— Begin —

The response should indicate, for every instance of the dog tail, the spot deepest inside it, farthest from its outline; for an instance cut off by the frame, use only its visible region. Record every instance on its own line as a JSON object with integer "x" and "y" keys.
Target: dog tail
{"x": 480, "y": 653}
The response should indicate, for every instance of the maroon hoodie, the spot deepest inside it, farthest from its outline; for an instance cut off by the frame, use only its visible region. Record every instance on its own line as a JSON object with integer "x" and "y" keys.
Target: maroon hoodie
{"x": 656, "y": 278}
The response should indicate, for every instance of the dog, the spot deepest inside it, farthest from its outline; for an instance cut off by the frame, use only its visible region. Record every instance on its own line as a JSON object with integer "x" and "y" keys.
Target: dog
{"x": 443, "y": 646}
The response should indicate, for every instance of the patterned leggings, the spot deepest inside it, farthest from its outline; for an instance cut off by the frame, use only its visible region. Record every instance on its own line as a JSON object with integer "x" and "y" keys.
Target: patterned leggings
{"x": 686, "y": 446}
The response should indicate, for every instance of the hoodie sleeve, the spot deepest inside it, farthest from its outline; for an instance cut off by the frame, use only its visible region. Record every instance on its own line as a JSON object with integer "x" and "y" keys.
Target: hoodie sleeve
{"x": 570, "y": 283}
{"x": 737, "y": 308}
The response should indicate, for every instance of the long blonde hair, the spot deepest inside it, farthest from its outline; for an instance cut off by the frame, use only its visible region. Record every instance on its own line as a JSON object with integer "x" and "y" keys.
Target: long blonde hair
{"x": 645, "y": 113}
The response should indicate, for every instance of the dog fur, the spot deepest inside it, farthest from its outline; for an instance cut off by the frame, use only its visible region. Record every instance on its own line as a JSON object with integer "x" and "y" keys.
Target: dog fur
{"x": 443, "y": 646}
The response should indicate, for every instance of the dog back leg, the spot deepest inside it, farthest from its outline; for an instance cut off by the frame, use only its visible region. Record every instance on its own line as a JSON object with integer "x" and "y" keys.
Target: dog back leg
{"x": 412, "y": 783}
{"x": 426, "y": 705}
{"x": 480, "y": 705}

— End —

Requirements: Extract all lines as given.

Response:
The response should indicate, for every instance of the dog tail, the spot deepest inside it, farthest from its outline; for an instance cut off by the frame, use only its visible region. Record every instance on its own line as a JSON object with integer "x" and "y" keys.
Target: dog tail
{"x": 480, "y": 653}
The response should indicate, for every instance of the maroon hoodie, the spot deepest inside it, farthest from its outline; for an instance cut off by the frame, use only its visible region. Record every instance on its own line as a JSON object with integer "x" and "y" keys.
Target: maroon hoodie
{"x": 656, "y": 278}
The response should indicate, for every instance of the dog, the spot deepest inside it, farthest from its outline; for an instance cut off by the frame, use only its visible region. Record every instance on its own line as a JSON object with integer "x" and "y" keys.
Target: dog
{"x": 443, "y": 646}
The response should indicate, for every instance of the patterned leggings, the spot deepest inside it, farthest from its outline; for an instance cut off by the frame, use only its visible region. Record every instance on its own line as a JSON object with integer "x" and "y" keys.
Target: patterned leggings
{"x": 686, "y": 446}
The response should indicate, for every instance of the hoodie sleeve, the spot deepest inside it, farthest from its outline; for an instance cut off by the frame, use only its visible region. Record every instance on its own line as a JSON object with integer "x" and "y" keys.
Target: hoodie sleeve
{"x": 570, "y": 283}
{"x": 737, "y": 308}
The response should indicate, for every instance of the long blonde hair, the spot deepest inside it, farthest from its outline; for an instance cut off by the frame, use only its visible region. Record every instance on its own line as a JSON object with integer "x" and "y" keys.
Target: long blonde hair
{"x": 645, "y": 113}
The response should indicate, for every instance of the dog fur, the spot deepest inside it, farthest from its outline; for an instance cut off by the frame, use only its visible region. Record every instance on its own line as a JSON object with integer "x" and "y" keys.
Target: dog fur
{"x": 443, "y": 646}
The response should indicate, for every instance of the dog back leg, the spot deepest inside it, farthest from its outline; for an instance cut off by the frame, use only its visible region. Record every instance on its own line as a JSON object with integer "x" and "y" keys.
Target: dog back leg
{"x": 412, "y": 783}
{"x": 426, "y": 705}
{"x": 480, "y": 705}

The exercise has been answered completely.